*Data*
(begin)
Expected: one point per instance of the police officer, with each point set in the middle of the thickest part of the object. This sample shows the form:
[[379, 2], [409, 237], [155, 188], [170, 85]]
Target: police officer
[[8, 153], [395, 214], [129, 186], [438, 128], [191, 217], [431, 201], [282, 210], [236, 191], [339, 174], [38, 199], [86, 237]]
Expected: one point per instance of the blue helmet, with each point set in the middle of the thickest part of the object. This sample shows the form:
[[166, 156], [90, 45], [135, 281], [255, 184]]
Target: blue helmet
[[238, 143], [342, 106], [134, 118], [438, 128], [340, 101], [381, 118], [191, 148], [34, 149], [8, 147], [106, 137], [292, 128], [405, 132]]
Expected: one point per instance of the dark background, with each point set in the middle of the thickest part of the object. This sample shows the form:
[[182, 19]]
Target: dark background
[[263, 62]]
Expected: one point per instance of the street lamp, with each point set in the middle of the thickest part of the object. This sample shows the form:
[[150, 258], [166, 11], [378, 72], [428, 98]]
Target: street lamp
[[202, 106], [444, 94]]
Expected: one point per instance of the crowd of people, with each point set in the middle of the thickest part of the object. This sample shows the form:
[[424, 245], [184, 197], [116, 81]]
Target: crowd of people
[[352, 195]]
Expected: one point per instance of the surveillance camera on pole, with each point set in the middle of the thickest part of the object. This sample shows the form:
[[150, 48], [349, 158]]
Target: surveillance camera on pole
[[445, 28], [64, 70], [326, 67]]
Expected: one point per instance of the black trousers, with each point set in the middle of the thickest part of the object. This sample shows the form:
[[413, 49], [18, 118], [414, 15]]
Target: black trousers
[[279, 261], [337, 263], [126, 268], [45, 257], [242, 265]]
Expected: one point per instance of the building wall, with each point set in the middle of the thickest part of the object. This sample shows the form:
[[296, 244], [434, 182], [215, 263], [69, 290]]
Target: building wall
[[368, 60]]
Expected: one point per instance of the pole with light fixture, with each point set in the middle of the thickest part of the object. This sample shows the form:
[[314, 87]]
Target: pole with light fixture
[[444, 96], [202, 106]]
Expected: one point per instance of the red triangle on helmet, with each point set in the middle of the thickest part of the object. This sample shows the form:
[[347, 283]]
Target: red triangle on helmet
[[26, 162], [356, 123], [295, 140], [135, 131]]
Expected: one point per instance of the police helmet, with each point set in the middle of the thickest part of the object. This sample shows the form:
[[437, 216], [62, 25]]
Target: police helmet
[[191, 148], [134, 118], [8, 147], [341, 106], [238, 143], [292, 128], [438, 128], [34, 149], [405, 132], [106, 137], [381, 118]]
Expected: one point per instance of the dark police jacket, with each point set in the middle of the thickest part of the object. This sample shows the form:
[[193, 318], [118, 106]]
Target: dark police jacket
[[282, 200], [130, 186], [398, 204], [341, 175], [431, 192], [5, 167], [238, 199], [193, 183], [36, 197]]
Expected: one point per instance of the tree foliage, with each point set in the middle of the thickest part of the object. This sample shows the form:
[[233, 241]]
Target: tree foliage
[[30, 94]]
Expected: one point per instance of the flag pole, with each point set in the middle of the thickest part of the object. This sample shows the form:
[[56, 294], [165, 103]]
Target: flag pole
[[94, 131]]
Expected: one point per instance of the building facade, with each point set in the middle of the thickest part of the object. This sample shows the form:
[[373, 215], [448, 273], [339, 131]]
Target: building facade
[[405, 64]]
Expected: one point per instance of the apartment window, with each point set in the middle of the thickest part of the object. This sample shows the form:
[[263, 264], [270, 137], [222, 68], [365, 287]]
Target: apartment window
(end)
*Request*
Please repeat the material above, word for word and in full.

*Reply to the task*
Expected: one point per instance of the police officer, with each point set in the middle of the thickest part of the object. This sample shows the form:
[[379, 2], [409, 237], [155, 188], [170, 85]]
Target: police officer
[[8, 153], [395, 214], [129, 186], [438, 128], [191, 217], [431, 201], [282, 210], [236, 191], [339, 174], [38, 199], [86, 237]]
Expected: one point per instance of the blue helmet, with each point set in the middle of the thickest part of the object. This sample shows the form:
[[166, 156], [90, 45], [135, 281], [255, 184]]
Target: blue helmet
[[238, 143], [342, 106], [134, 118], [438, 128], [340, 101], [381, 118], [191, 148], [34, 149], [8, 147], [106, 137], [292, 128], [405, 132]]
Expected: one point per instance of the dark background, with each point set in the middle of the thickest part of the object. This sample shows the form:
[[182, 19]]
Target: dark background
[[263, 62]]
Expected: one point per instance of the street lamp, with each point set in the middle of the thickest part of the object. This sample shows the form:
[[150, 258], [166, 11], [378, 72], [428, 98]]
Target: street lamp
[[202, 106], [444, 94]]
Expected: one point per instance of the crowd of people, with each point set in the middle of the thickest part of the object. This sample shows the form:
[[424, 245], [184, 197], [116, 81]]
Target: crowd of people
[[352, 195]]
Expected: one point per instance of the surveillance camera on pole, with each point set in the middle of the thickest part of the object. This sample shows the form:
[[150, 48], [349, 158]]
Target: surveillance camera on pole
[[445, 28], [64, 70], [326, 67]]
Expected: one point per instance of the black trousers, with each point set in the middle of the thickest part of the object. This sample shows the form:
[[413, 49], [18, 118], [414, 15]]
Target: black trousers
[[279, 261], [337, 263], [126, 268], [45, 257], [242, 265]]
Expected: one point per instance of the building wall, with each point set in the middle of the thickest part of the object. This sample shows the form:
[[296, 244], [434, 182], [215, 263], [69, 290]]
Target: building wall
[[368, 60]]
Expected: one point per instance of the pole with light fixture, with each point set in the middle of the thickest part of the object. This sample shows the form:
[[314, 87]]
Target: pole with light fixture
[[444, 96], [202, 106]]
Expected: one point per instance of the red triangle on helmet, with each point set in the middle of the thickest part of the object. This sample shows the form:
[[347, 283]]
Target: red triangle on helmet
[[26, 162], [356, 123], [295, 140], [135, 131]]
Expected: one point per instance of the police helmet, with each point set in the middle of the thickest part of the object. This sample shows the form:
[[437, 216], [62, 25]]
Target: police helmet
[[191, 148], [134, 118], [8, 147], [341, 106], [238, 143], [292, 128], [438, 128], [34, 149], [405, 132], [106, 137], [381, 118]]
Expected: one point per instance of the dark police jacket, with each point set in the middle of the thickest part of the object. This sample shows the form:
[[193, 318], [118, 106]]
Target: dark police jacket
[[282, 200], [130, 186], [398, 204], [341, 175], [431, 192], [5, 167], [238, 199], [193, 183], [36, 197]]
Expected: one point per instance of the tree foliage, with each point set in the middle of the thickest part of the object. This sample shows the form:
[[233, 241]]
Target: tree foliage
[[30, 94]]
Expected: one point per instance of the flag pole, with each point set in the middle of the thickest part of the object. This sample shows the form:
[[56, 294], [165, 103]]
Target: flag pole
[[94, 131]]
Expected: one point per instance of the building facade, with each point set in the middle of the thickest part of the object. This sample shows the form:
[[373, 215], [448, 273], [339, 131]]
Target: building facade
[[405, 64]]
Expected: one point per instance of the apartment window, with each point set in the middle of the thickest part of the object. This sample shows the form:
[[263, 264], [270, 137], [222, 68], [365, 287]]
Target: apartment window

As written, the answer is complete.